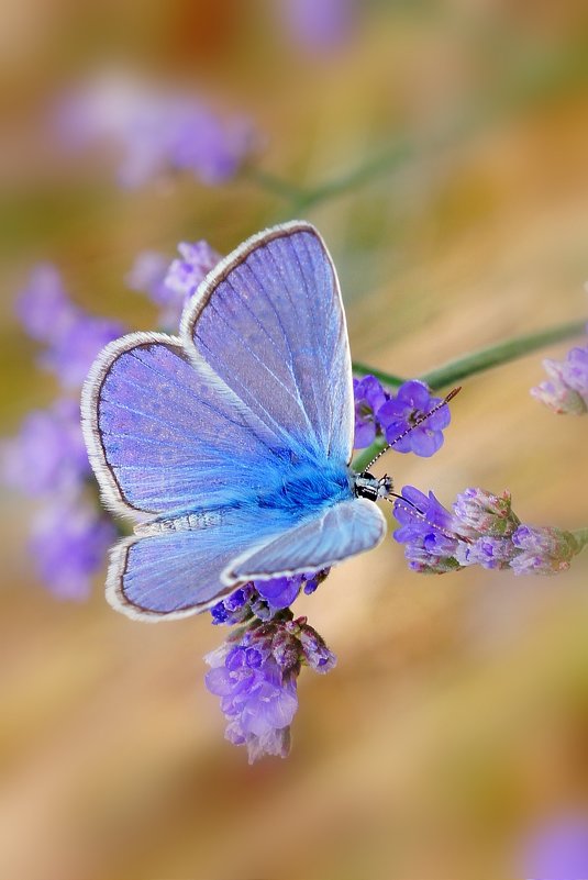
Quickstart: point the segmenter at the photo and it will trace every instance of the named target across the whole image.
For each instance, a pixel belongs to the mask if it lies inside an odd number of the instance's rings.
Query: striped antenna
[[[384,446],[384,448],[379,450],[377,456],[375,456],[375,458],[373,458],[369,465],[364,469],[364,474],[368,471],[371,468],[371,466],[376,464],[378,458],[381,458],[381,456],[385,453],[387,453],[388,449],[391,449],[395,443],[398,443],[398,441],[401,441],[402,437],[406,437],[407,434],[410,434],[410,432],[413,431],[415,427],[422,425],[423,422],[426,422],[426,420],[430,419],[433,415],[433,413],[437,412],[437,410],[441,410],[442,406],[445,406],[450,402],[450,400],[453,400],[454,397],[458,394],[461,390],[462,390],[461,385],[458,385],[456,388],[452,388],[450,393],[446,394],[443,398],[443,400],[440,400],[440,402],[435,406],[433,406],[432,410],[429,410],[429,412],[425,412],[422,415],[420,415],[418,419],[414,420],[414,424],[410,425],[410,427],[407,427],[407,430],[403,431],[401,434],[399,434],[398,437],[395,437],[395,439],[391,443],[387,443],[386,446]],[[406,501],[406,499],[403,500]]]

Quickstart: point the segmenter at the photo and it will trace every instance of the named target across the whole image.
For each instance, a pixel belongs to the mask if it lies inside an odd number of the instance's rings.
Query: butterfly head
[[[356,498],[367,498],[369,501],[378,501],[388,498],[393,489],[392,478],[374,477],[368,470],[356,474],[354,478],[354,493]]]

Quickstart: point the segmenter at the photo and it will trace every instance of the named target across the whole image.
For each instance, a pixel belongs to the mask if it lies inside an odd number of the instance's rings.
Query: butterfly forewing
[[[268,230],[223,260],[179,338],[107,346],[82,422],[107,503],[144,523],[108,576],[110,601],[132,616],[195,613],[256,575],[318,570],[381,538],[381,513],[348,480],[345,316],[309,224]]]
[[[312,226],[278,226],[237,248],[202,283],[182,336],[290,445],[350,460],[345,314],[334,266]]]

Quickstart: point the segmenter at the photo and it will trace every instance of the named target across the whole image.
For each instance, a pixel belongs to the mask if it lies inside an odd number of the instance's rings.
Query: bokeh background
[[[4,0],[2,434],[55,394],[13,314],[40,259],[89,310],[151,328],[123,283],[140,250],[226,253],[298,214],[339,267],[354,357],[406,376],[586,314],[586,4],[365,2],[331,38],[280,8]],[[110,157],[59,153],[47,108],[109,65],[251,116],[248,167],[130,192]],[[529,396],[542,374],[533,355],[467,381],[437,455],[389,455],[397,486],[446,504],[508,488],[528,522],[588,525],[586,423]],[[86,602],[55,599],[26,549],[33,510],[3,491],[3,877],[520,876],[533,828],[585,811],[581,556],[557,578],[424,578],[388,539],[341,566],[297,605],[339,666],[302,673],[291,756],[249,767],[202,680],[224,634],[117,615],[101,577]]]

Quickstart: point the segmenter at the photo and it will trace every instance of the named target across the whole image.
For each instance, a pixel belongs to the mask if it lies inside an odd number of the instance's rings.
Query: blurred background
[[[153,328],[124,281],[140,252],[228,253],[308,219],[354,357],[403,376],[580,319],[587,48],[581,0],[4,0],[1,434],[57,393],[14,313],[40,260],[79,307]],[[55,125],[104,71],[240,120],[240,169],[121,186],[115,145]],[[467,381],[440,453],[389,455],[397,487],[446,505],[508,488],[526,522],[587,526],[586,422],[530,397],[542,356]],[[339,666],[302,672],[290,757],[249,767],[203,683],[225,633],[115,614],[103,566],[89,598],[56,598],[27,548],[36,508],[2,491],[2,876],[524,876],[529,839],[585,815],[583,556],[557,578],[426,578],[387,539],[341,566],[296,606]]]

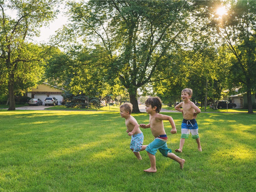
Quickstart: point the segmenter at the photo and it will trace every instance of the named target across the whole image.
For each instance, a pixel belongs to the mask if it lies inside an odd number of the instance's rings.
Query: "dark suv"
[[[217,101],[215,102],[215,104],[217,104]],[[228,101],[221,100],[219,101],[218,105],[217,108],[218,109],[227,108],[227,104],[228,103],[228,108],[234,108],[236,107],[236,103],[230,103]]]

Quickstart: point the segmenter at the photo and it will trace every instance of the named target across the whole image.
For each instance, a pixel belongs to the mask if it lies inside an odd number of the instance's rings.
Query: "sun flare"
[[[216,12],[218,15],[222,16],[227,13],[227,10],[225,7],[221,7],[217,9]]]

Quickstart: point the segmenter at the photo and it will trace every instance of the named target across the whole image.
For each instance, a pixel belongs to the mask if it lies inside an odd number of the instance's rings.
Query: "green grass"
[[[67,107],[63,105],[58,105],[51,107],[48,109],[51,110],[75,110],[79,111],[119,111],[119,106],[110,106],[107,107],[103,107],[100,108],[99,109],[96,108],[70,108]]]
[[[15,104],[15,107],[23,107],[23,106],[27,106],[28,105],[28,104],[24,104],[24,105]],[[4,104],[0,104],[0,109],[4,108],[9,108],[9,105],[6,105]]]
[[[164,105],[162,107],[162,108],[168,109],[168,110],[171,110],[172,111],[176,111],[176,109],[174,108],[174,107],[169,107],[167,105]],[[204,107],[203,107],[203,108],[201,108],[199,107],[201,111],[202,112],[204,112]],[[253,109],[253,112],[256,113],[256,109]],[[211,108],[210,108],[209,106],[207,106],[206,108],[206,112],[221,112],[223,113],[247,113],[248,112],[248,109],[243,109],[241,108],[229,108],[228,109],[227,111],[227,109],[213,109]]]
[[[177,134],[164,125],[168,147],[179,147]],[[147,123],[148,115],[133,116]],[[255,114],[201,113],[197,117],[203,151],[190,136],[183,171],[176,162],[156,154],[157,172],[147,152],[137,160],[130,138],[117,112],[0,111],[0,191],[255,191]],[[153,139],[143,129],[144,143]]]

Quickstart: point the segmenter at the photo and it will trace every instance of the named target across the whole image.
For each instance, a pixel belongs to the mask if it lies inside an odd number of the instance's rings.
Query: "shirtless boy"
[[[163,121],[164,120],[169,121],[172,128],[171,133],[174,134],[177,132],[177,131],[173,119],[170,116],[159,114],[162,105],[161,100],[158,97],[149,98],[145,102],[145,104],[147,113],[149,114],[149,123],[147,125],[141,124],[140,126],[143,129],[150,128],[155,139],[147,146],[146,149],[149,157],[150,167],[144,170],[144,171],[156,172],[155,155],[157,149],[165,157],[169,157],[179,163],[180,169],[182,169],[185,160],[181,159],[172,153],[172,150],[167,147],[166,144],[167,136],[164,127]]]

______

■ **TO BE DONE**: Copy out every item above word for word, leaving out the pictures.

■ **PROBLEM SOLUTION**:
Quickstart: point the segmenter at the photo and it will trace every instance of the named target across the whole image.
For each instance, a pixel belongs to the mask if it lies inside an odd number of the instance's rings.
Query: striped antenna
[[[384,446],[384,448],[379,450],[377,456],[375,456],[375,458],[373,458],[369,465],[364,469],[364,474],[368,471],[371,468],[371,466],[376,464],[378,458],[381,458],[381,456],[385,453],[387,453],[388,449],[391,449],[395,443],[398,443],[398,441],[401,441],[402,437],[406,437],[407,434],[410,434],[410,432],[413,431],[415,427],[422,425],[423,422],[426,422],[426,420],[430,419],[433,415],[433,413],[437,412],[437,410],[441,410],[442,406],[445,406],[450,402],[450,400],[453,400],[454,397],[458,394],[461,390],[462,390],[461,385],[458,385],[456,388],[452,388],[450,393],[446,394],[443,398],[443,400],[440,400],[440,402],[435,406],[433,406],[432,410],[429,410],[429,412],[425,412],[422,415],[420,415],[418,419],[414,420],[414,424],[410,425],[410,427],[407,427],[407,430],[403,431],[401,434],[399,434],[398,437],[395,437],[395,439],[391,443],[387,443],[386,446]],[[406,501],[406,499],[403,500]]]

Quickstart: point the segmenter at the photo and it will trace every instance of the named target across the whole image.
For each instance, a pixel belongs to the mask if it lies inside an odd number of the instance's rings.
Query: butterfly head
[[[356,498],[367,498],[369,501],[378,501],[388,498],[393,489],[392,478],[374,477],[368,470],[356,474],[354,478],[354,493]]]

Quickstart: point the segmenter at the photo and it will trace every instance of the named target across the whole image.
For each instance, a pixel belongs to the mask if it lies inside an odd number of the instance's rings.
Query: butterfly forewing
[[[268,230],[223,260],[179,338],[107,346],[82,422],[107,503],[144,523],[108,576],[110,601],[132,616],[195,613],[256,575],[318,570],[381,538],[381,513],[348,480],[345,316],[309,224]]]
[[[312,226],[278,226],[237,248],[202,283],[182,336],[290,445],[350,460],[345,314],[334,266]]]

Quickstart: point the segmenter at the photo and it will trace every instance of the named target across the whole image.
For each instance, a pixel belongs to the mask if it lies inside an odd number of the instance's rings.
Query: bokeh background
[[[4,0],[2,434],[55,394],[13,314],[40,259],[89,310],[151,328],[123,283],[140,250],[226,253],[298,214],[339,267],[354,357],[406,376],[586,314],[586,4],[365,2],[331,38],[280,8]],[[110,157],[59,153],[47,108],[109,65],[251,116],[248,167],[130,192]],[[529,396],[542,374],[533,355],[467,381],[437,455],[389,455],[397,486],[446,504],[508,488],[528,522],[588,525],[586,423]],[[86,602],[55,599],[26,549],[33,510],[3,491],[3,877],[520,876],[533,828],[585,811],[581,556],[557,578],[424,578],[388,539],[341,566],[297,605],[339,666],[302,673],[291,756],[249,767],[202,680],[224,634],[117,615],[101,577]]]

Quickstart: point the segmenter at the photo and it will trace every instance of the named target across the whole image.
For each instance, a pixel belongs to the mask if it lies inside an odd number of the instance's rings.
Query: blurred background
[[[153,328],[124,281],[140,252],[228,253],[308,219],[354,357],[403,376],[580,319],[587,48],[581,0],[4,0],[1,434],[57,393],[14,313],[40,260],[79,307]],[[55,125],[104,71],[240,120],[240,169],[121,186],[115,145]],[[467,381],[440,453],[389,455],[397,487],[446,505],[508,488],[526,522],[587,526],[586,422],[530,397],[542,356]],[[339,666],[302,672],[290,757],[249,767],[203,683],[225,633],[115,614],[103,566],[89,598],[56,598],[27,548],[36,508],[2,491],[2,876],[524,876],[529,839],[585,815],[583,556],[557,578],[426,578],[387,539],[341,566],[296,606]]]

Quickstart: point the segmenter at the photo and it will trace every instance of the named target across the whole image.
For each instance, a pixel belongs to the mask if it lies inside an odd number of the instance's rings.
Query: "dark suv"
[[[217,101],[215,102],[215,104],[217,104]],[[228,101],[221,100],[219,101],[218,105],[217,108],[218,109],[227,108],[227,104],[228,103],[228,108],[234,108],[236,107],[236,103],[230,103]]]

Quickstart: point the segmenter at the photo and it will trace every instance of the named target across the whole image.
For each instance, a pixel belongs to the mask if it lies inside an odd number of the instance's rings.
Query: "sun flare"
[[[216,12],[218,15],[222,16],[227,13],[227,10],[225,7],[221,7],[217,9]]]

Quickstart: point the segmenter at the photo and it will trace every instance of the named target across the whole image.
For each instance, a pixel belongs to the mask if it lies inside an odd number of the instance's rings.
Query: "green grass"
[[[67,107],[63,105],[58,105],[51,107],[48,109],[51,110],[75,110],[79,111],[119,111],[119,106],[110,106],[107,107],[103,107],[100,108],[99,109],[96,108],[70,108]]]
[[[15,104],[15,107],[23,107],[23,106],[27,106],[28,105],[28,104],[24,104],[24,105]],[[4,104],[0,104],[0,109],[4,108],[9,108],[9,105],[6,105]]]
[[[164,105],[162,107],[162,108],[168,109],[168,110],[171,110],[172,111],[176,111],[176,109],[174,108],[174,107],[169,107],[167,105]],[[204,107],[203,107],[203,108],[201,108],[199,107],[201,111],[202,112],[204,112]],[[253,109],[253,112],[256,113],[256,109]],[[211,108],[210,108],[209,106],[207,106],[206,108],[206,112],[221,112],[223,113],[247,113],[248,112],[248,109],[243,109],[241,108],[229,108],[228,109],[227,111],[227,109],[213,109]]]
[[[177,134],[164,125],[168,147],[179,147]],[[147,123],[148,115],[133,116]],[[255,114],[201,113],[197,117],[203,151],[190,136],[183,171],[176,162],[156,154],[157,172],[147,152],[137,160],[130,138],[117,112],[0,111],[0,191],[255,191]],[[153,139],[143,129],[144,143]]]

Quickstart: point the segmenter at the photo and it will trace every instance of the named target across the whole image.
For each instance, a pixel belongs to the mask if it lies inside an odd number of the instance's rings.
Query: "shirtless boy"
[[[163,121],[164,120],[169,121],[172,128],[171,133],[174,134],[177,132],[177,131],[173,119],[170,116],[159,114],[162,105],[161,100],[158,97],[149,98],[145,102],[145,104],[147,113],[149,114],[149,123],[147,125],[141,124],[140,126],[143,129],[150,128],[155,139],[147,146],[146,149],[149,157],[150,167],[144,170],[144,171],[156,172],[155,155],[157,149],[165,157],[169,157],[179,163],[180,169],[182,169],[185,160],[181,159],[172,153],[172,150],[167,147],[166,144],[167,136],[164,127]]]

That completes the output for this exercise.